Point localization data
Segment Open
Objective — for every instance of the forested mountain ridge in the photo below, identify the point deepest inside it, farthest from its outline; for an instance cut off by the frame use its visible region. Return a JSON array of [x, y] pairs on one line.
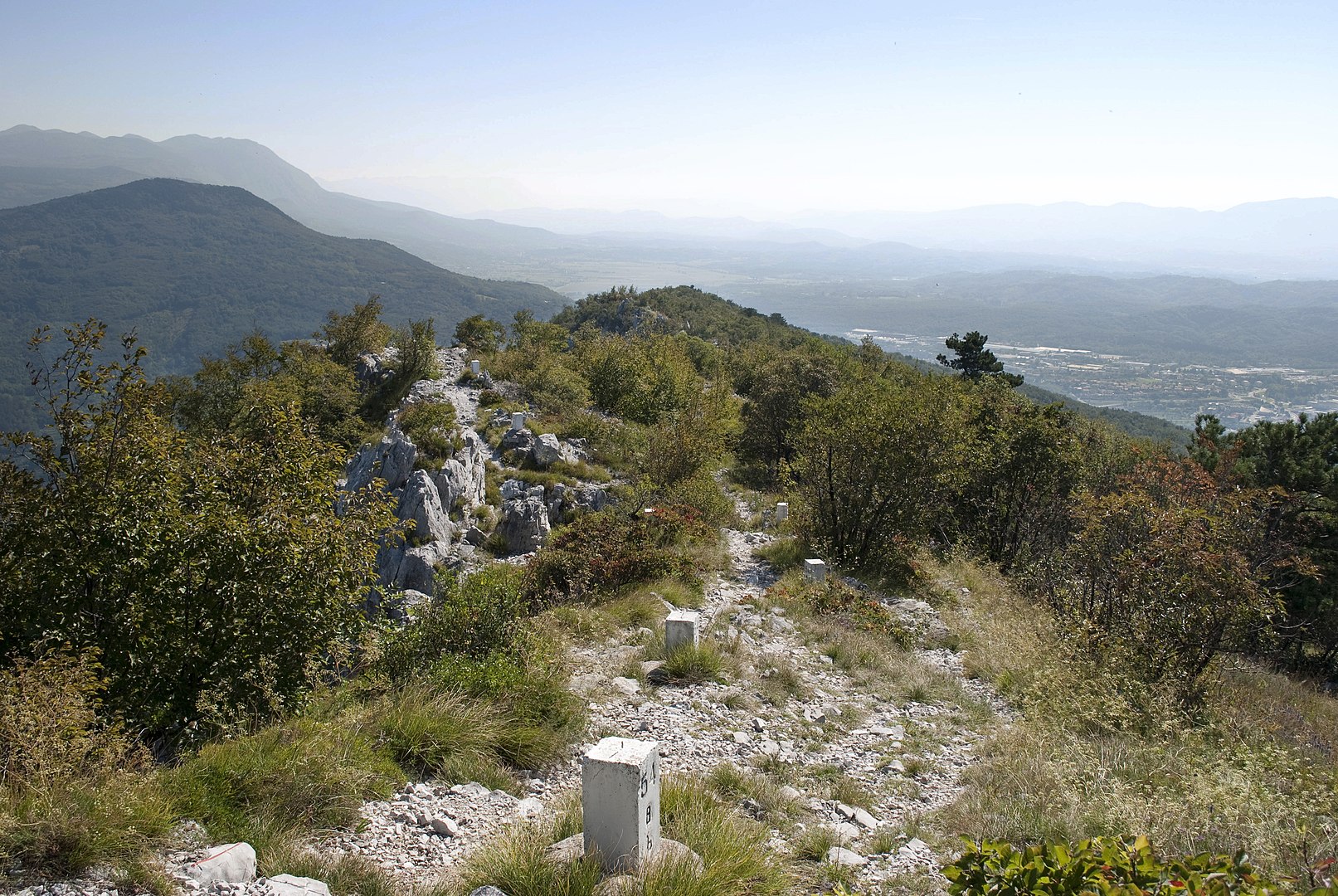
[[726, 323], [47, 163], [192, 268], [819, 733]]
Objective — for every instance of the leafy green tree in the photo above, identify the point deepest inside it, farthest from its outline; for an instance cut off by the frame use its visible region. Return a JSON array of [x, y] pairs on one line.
[[212, 574], [360, 332], [479, 334], [975, 362], [530, 334], [415, 351], [772, 412], [1168, 572], [1026, 463], [874, 465], [231, 392], [1298, 461]]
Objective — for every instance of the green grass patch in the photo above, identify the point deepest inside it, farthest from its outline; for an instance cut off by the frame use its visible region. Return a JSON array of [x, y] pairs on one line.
[[428, 424], [1096, 753], [696, 664], [299, 775], [733, 848], [783, 554]]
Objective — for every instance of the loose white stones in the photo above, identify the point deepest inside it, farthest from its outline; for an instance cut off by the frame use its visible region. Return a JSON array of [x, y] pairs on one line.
[[620, 801], [681, 629]]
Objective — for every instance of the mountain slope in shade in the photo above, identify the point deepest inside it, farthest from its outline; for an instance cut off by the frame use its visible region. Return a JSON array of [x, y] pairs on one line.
[[37, 165], [193, 268]]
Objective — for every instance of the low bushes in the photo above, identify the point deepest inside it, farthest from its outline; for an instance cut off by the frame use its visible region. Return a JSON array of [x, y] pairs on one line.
[[74, 792], [1106, 865], [601, 554]]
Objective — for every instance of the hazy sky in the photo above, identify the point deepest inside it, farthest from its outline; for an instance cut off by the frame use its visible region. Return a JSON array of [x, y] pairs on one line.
[[718, 107]]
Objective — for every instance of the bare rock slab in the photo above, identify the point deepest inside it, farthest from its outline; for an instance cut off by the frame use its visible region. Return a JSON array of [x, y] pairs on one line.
[[231, 863], [290, 885]]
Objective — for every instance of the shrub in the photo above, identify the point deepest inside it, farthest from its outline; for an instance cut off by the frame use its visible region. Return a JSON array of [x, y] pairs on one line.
[[213, 575], [694, 664], [428, 427], [74, 792], [608, 551], [1104, 865]]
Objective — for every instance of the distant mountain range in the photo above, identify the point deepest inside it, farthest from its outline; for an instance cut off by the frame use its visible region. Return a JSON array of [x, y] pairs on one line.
[[1289, 238], [1278, 240], [1128, 280], [193, 268], [37, 165]]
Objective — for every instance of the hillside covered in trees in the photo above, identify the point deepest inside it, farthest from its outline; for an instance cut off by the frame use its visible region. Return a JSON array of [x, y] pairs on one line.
[[192, 268], [1097, 658]]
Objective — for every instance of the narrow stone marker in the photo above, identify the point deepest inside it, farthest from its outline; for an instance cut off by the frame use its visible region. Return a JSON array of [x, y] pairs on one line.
[[620, 800], [681, 629]]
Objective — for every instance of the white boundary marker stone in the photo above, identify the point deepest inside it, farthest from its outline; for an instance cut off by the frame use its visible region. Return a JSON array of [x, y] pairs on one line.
[[681, 629], [620, 801]]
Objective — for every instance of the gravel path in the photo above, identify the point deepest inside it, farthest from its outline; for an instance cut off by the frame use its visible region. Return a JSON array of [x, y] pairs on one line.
[[907, 754]]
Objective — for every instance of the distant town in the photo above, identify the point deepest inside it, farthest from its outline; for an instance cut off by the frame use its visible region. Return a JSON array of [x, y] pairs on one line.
[[1175, 392]]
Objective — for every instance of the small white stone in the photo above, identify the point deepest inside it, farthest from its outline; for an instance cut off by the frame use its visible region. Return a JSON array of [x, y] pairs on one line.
[[445, 826], [842, 856]]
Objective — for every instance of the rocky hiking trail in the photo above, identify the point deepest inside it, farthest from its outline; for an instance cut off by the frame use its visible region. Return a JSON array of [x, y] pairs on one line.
[[910, 756], [823, 733]]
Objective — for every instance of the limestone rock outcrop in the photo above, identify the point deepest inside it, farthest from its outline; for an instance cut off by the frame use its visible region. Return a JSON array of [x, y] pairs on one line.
[[525, 519], [421, 504], [463, 476], [391, 459]]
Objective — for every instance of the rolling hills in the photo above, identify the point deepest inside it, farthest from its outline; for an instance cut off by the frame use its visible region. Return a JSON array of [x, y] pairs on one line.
[[192, 268]]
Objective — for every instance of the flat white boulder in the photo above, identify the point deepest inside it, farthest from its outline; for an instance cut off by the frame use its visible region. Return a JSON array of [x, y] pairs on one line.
[[842, 856], [290, 885], [231, 863]]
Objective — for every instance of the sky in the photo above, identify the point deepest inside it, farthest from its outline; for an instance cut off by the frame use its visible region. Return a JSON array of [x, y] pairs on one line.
[[720, 109]]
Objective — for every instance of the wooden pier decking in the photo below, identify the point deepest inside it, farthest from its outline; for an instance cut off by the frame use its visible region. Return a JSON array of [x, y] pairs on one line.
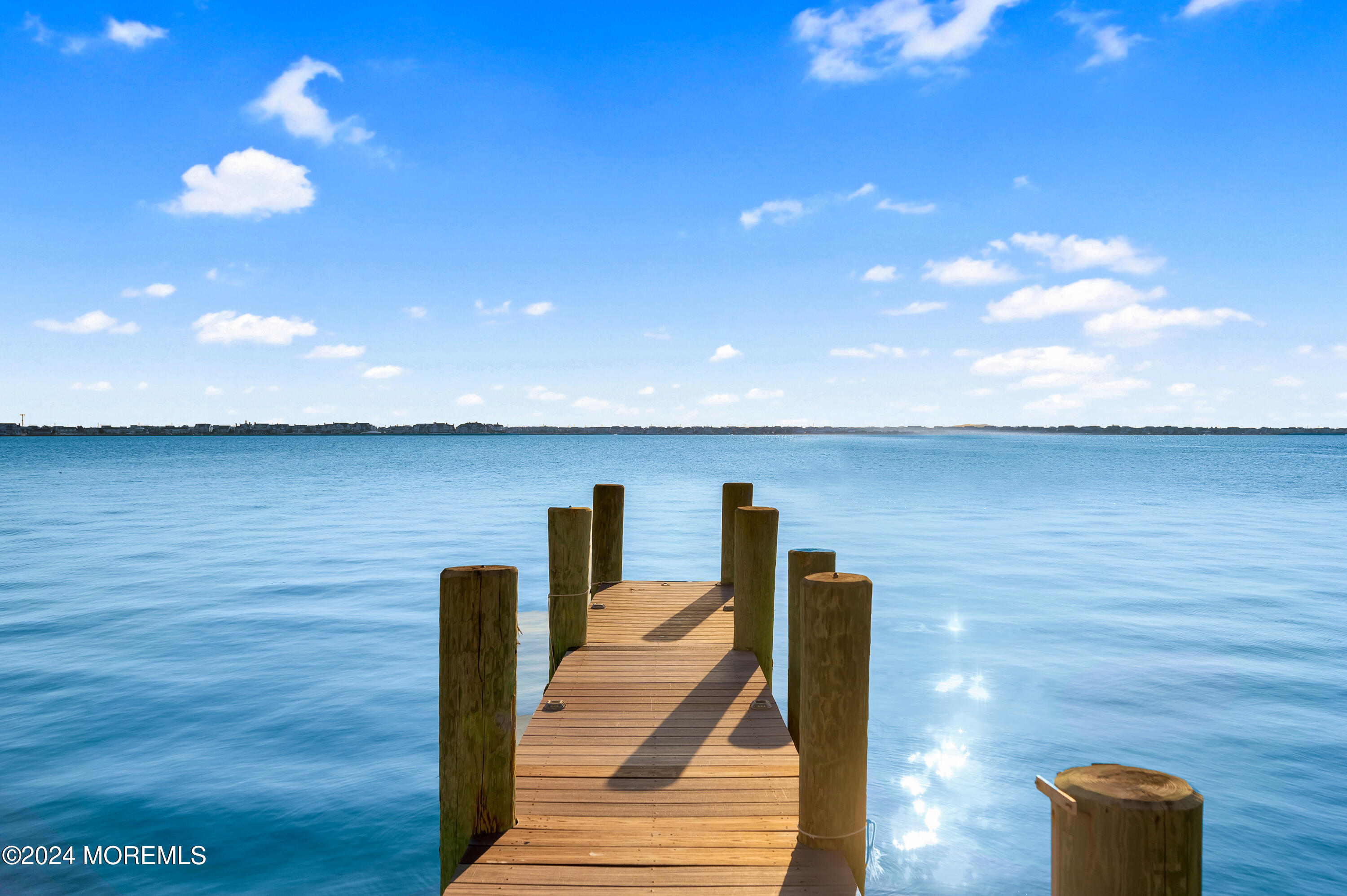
Segment Closed
### What is required
Give back every entry in full, exactly as written, with no picture included.

### Solution to the exercise
Objective — for every instance of the forested mountain ridge in the photo below, identify the point deepest inside it, farthest from its outline; for an instance cut off by the frame use its visible region. Return a JSON array of [x, y] pairs on one line.
[[726, 323], [47, 163], [192, 268], [819, 733]]
Objective — for every instance of the leafy green tree in the photo above, identify the point deepest inside it, farthest from its outline; for an instance cut off by the frame use its visible region. Return a JSON array of [x, y] pairs on one line.
[[212, 574], [360, 332], [479, 334], [975, 362], [530, 334], [415, 351], [772, 412], [1168, 572], [1026, 463], [874, 465], [231, 392], [1298, 461]]
Objective — for every instance of the green grass patch in the photo above, identify the point deepest inside it, farthest from its outline; for an instance cut off by the frame use its visible region. Return a JSON array of [x, y] pairs on one line.
[[428, 424], [1096, 753], [696, 664], [299, 775], [733, 848], [783, 554]]
Objective — for every instance of the loose white stones in the photo above, identify the point deepest inside it, farthest from its outline; for an instance cut off by the frame use its visible region. Return a JSON array of [x, y] pairs on one line.
[[620, 801], [681, 629]]
Objective — for every instance of the mountain slope in shade in the photo above, identify the point deepest inside it, farthest from its outline; for an instance cut off by the frame use its visible region. Return a JSON array of [x, y] pairs on one line.
[[37, 165], [193, 268]]
Objective — for every instance of the low bushes in the photo above, identify the point deepest inside it, farthest from its outline; for an instance cut off by the frame use its visible region. Return a JSON array of [x, y] pairs on one line.
[[74, 792], [1106, 865], [601, 554]]
Objective — for every instance of the hazy sky in the photo above, identify the point deepest inside it, farthest from its outline; for an instance cut off by the frame use its visible region. Return a JSON array of [x, y] pairs on one line.
[[718, 107]]
Objective — for every instance of the bare rock slab in the photo above, identify the point deepest inside it, farthest from its outline; for an instance cut off by the frame use its visible region. Return a JSON array of [x, y] pairs on one line.
[[231, 863], [290, 885]]
Objective — for every instance of the shrub in the photo above, identify the point deepest inside it, farthest from its outline; for an instance cut off by the frame use its visible region. Return a JSON array of [x, y] pairs on one line.
[[213, 575], [694, 664], [428, 427], [74, 792], [608, 551], [1104, 865]]
Objective — for every instance of the distant mountain range in the photo above, identify the point deepest inside it, farthest from its outline; for an instance cut off by the frame use its visible region. Return a JSON array of [x, y] pairs on one line.
[[1289, 238], [1278, 240], [1128, 280], [193, 268], [37, 165]]
Objective — for every instance of the hillside covered in trees in the photo above, identify the point deepest inside it, farthest from its outline; for an instance cut off by the frame use its visible region. Return a JSON array of [x, y] pairs on one line.
[[192, 268], [1097, 658]]
Objective — for every instance of the narrow stone marker in the photo above, identify the point deepest inside it, farthest from its outline; for an instance cut off by the frame use its visible region. Return a JSON array of [x, y] pairs on one line.
[[620, 800], [681, 629]]
Objective — for every instance of the white boundary marker stone in the photo above, identify the point deepest inside it, farthest from its outline; for an instance cut off by the frame use its visible region. Return a JSON array of [x, y] pairs on one line.
[[681, 629], [620, 801]]
Objective — for every instance of the gravel path in the photo above, identify the point deepest inside it, farthest from its outline; for an instance cut off by the frame use its visible region. Return a JSON array of [x, y] pairs on one line.
[[907, 754]]
Objective — for every instance of the distant town in the photo above, identify the point deepest inside it, farthest from its outline; for an instance cut off by the frame use its visible region. Return a JSON array of [x, y] pairs on one line.
[[1175, 392]]
Objective — for every instance of the small white stone in the photo above, identify the point deepest inside it, farthest from its outline; for an instance cut off by the frame use its visible region. Return a JSON array of [x, y] pairs on one line.
[[445, 826], [842, 856]]
Objective — for every instance of the rocky hiking trail in the photo above, identify the point deepest inside it, farthest from its outline; for an instance cut off by the frame use its visible region. Return a JSON array of [x, y] pairs on one line.
[[910, 756], [823, 733]]
Objective — for every instance of the limestone rock outcrop in the photo above, identify the point deepest inside it, farthest from its outline; for an instance cut off by the frame use its visible region. Return a JSON array of [x, y] pairs on one line.
[[525, 519], [421, 504], [463, 476], [391, 459]]
Objective — for every instance of the rolling hills in the photo above, identify the point deepest inside it, farthest from its outline; for an instance cut off by the frame use its visible region. Return a JSON array of [x, y] pairs on one line.
[[192, 268]]
Objective — for every instance of the flat white boulder in the photo above, identify the point deepest inside it, farthest from its outline; for an instance cut off by the frame use its visible region. Return a JSON array of [x, y] pairs on one line.
[[842, 856], [290, 885], [231, 863]]
Objective — for every instance of the sky in the photo above, identify the point deepest inside it, farthest from its outline; for an instance cut off by the frame use its visible region. Return a JSON array of [x, y] pairs on one line.
[[720, 109]]
Objective — for every instance of the wooden pier decking in the photo below, identify the point deepest inside it, farthest from its outline; for an instance cut off by the frame use its visible region. Return a JSON array of [x, y] pairs on one line.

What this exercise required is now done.